[Stored items]
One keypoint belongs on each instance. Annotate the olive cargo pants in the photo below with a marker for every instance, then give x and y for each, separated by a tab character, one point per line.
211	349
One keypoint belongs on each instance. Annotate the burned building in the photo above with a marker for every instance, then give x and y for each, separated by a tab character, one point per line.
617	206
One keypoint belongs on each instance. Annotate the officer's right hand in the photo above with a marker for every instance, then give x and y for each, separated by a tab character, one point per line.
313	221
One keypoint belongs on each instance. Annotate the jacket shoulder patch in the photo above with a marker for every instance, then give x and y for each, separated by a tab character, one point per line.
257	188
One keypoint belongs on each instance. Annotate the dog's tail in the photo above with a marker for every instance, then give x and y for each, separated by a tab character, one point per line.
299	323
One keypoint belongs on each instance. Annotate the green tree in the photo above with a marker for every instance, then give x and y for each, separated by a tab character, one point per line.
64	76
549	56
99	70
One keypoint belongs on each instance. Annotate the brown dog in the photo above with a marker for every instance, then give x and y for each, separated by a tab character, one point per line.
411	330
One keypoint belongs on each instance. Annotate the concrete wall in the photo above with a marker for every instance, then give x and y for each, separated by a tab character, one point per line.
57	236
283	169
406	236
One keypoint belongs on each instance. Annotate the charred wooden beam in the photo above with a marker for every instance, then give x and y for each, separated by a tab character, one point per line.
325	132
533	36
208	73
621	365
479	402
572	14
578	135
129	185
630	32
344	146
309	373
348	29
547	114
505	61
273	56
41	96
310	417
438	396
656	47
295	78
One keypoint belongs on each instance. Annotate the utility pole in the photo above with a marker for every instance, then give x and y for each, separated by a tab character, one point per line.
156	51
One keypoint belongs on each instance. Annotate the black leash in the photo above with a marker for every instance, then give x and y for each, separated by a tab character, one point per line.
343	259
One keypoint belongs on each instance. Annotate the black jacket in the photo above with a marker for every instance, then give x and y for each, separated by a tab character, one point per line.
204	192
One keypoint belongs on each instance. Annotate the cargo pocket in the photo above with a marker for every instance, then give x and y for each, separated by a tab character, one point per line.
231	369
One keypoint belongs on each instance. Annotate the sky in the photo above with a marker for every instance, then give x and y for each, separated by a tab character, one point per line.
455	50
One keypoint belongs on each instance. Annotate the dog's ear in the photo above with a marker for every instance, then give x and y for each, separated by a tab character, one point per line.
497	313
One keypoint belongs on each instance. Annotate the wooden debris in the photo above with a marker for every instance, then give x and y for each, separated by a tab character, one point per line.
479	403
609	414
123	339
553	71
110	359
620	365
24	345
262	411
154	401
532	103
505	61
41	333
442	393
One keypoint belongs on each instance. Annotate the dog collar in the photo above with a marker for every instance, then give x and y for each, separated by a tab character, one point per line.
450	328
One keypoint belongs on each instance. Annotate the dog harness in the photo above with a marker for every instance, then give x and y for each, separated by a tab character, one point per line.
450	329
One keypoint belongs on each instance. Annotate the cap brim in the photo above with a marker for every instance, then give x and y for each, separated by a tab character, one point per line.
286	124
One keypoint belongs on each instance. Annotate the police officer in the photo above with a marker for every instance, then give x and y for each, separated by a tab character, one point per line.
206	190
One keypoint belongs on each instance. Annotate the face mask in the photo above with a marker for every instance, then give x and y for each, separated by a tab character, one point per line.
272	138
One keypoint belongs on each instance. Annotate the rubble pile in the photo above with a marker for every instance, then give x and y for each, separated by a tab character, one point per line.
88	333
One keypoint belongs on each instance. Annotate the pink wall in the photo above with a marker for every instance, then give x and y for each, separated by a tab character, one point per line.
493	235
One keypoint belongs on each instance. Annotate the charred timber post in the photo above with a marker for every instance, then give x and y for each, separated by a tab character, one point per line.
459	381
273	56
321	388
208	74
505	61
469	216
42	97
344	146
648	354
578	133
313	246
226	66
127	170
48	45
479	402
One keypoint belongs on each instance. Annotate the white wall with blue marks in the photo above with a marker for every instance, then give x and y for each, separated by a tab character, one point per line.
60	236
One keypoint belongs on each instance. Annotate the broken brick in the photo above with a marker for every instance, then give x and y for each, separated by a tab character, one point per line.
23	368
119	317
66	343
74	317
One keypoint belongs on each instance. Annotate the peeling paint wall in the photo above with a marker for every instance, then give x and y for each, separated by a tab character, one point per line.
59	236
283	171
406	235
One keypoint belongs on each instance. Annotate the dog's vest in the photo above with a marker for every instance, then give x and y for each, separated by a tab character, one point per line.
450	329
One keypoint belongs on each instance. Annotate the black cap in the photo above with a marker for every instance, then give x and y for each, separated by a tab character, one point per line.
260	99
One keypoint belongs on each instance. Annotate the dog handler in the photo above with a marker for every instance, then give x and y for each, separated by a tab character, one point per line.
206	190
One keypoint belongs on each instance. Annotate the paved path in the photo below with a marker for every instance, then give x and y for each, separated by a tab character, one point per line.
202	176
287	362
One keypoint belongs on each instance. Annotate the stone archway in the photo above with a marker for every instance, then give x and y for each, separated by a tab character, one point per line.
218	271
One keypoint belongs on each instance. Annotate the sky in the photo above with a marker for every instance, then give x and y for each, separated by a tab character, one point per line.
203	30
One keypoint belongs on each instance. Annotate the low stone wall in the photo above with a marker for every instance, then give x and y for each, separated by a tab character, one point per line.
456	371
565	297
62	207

● EXERCISE
Could you return all of the entries exactly as they stand?

● COMPLETED EXERCISE
One keypoint belongs on each instance. Annotate the olive cargo pants in the photo below with a marker for every instance, then give x and y for each, separated by a tab character, one point per line.
211	349
One keypoint belongs on each instance. Annotate the burned building in the photo above with a marker for every instance, then give x and y for each, separated by a tab character, one point per line.
617	206
One keypoint belongs on each instance. Annotate the officer's right hand in the photo above with a marker for every instance, then give x and y for each, separated by a tab character, one point per line.
313	221
One keypoint belongs on each instance. Annotate the jacket shoulder patch in the photo above with a marker for every instance, then give x and y for each, separated by a tab character, one point per line.
257	188
One keypoint belongs on each instance. Annotate the dog's tail in the photo above with a marker for every instance, then give x and y for each, separated by a tab character, one point per line.
299	323
One keypoint belongs on each instance. Annotate the green tree in the photo above with a marker for every instance, then give x and y for each, separated by a tab character, one point per line.
64	76
549	56
99	70
One keypoint belongs on each instance. Annotate the brown dog in the photo above with a marker for every instance, then give x and y for each, separated by a tab character, one point per line.
411	330
One keypoint belongs on each instance. Annotate the concrete wall in the photo above with a marker for every instance, then give x and y for each, separated by a tab character, one point per line.
57	236
283	169
406	236
One keypoint belongs on each instance. Annotate the charred wooden beam in the photo above with a marker for every instance, then give x and y for each, separated by a tab character, one point per line.
325	132
533	36
208	73
621	365
479	402
572	14
578	135
129	185
630	32
344	146
309	373
348	29
547	114
505	61
273	56
41	96
310	417
438	396
656	47
295	78
One keypoint belongs on each instance. Annotate the utility pole in the photo above with a marker for every instance, then give x and y for each, separated by a tab character, one point per line.
156	51
One keypoint belongs on each instance. Annotate the black leash in the photo above with a marker for every instance, then give x and y for each, separated by a tab character, one point per line.
343	259
One keypoint belongs on each instance. Annotate the black jacket in the photo above with a marker for every instance, then give x and y for each, separated by a tab character, one point per line.
204	192
One keypoint belongs on each instance. Annotate the cargo pocket in the photo above with a marker for every instance, then give x and y for each, separated by a tab character, one point per line.
231	369
One keypoint belongs on each instance. Annotate the sky in the photo above with a marker for every instance, then give x and y for each, separated by a tab character, one point per line.
455	50
One keypoint belongs on each instance. Annotate the dog's ear in the photo above with a marker for every instance, then give x and y for each, separated by a tab character, one point per line.
497	313
One keypoint belongs on each instance. Annotate the wooden debris in the photo above with a marker for every instance, then give x and y for each, separated by a tab character, one point per line.
479	403
609	414
123	339
553	71
110	359
620	365
24	345
262	411
154	401
532	103
505	61
41	333
442	393
One keypoint belongs on each instance. Annotate the dog collar in the photo above with a marker for every instance, then give x and y for each, separated by a tab character, one point per line.
450	328
One keypoint belongs on each instance. Annotate the dog harness in the photo above with a marker for every instance, then give x and y for each, separated by a tab character, one point per line.
450	329
One keypoint belongs on each instance. Annotate the cap brim in the photo above with a marker for every instance, then give x and y for each, separated by a tab character, one point per line.
286	124
One keypoint belongs on each instance. Annotate the police officer in the photo above with a marker for every instance, then give x and y for each, separated by a tab character, one point per line.
206	190
One keypoint belongs on each instance. Annotate the face mask in the photo above with a marker for every instance, then give x and y for each, separated by a tab character, one point per line.
272	138
One keypoint belongs on each instance. Annotate the rubble pile in the photo above with a marker for every instance, then give x and y for each, separated by a tab character, one point per line.
88	333
One keypoint belongs on each instance. Annotate the pink wall in the photo above with a marker for every instance, then give x and y for each, separated by a tab character, one point per line.
493	235
One keypoint belongs on each instance. Annotate the charred timber post in the photo above with a marker for every instance, then give x and y for each, separated by a tab character, one point per line.
459	381
273	56
321	388
208	74
505	61
469	216
42	97
344	146
648	354
578	133
313	246
226	66
127	170
48	45
479	402
One keypoint belongs on each instance. Annotate the white wall with blue marks in the photo above with a marker for every instance, then give x and y for each, separated by a tab character, one point per line.
60	236
One keypoint belongs on each instance. Annotate the broken brick in the photo above with a marker for every instance, then give x and y for each, separated by a tab character, one point per line.
23	368
119	317
66	343
74	317
One keypoint belongs on each instance. Annotate the peeling paint wall in the photo above with a marker for every instance, then give x and y for each, separated by a tab character, one point per line.
59	236
283	171
406	235
One keypoint belongs on each instance. Annotate the dog's vest in the photo above with a marker for every instance, then give x and y for each, separated by a tab character, one point per line.
450	329
One keypoint belongs on each instance. Annotate the black cap in the photo above with a marker for every instance, then give x and y for each, separated by a tab character, one point per line.
260	99
One keypoint belongs on each instance. Annotate the dog handler in the photo above with a marker for every instance, then give x and y for each, separated by a tab character, one point per line.
206	190
One keypoint belongs on each instance. Annotate the paved path in the photo below with a marker for every instance, then give x and y for each, separated by a tab character, one point per line.
202	176
287	362
One keypoint belongs on each instance. Annotate the stone archway in the photo above with a marker for every instance, then give x and y for each, separated by a tab character, one point per line.
218	271
One keypoint belongs on each instance. Annotate the sky in the photo above with a marker for every instance, then give x and y for each, separated by a tab character, one point per line.
203	30
One keypoint belongs on each instance. Annotate the low stone wall in the photo above with a marker for every instance, then give x and y for each, separated by a tab character, one point per line.
456	371
565	297
62	207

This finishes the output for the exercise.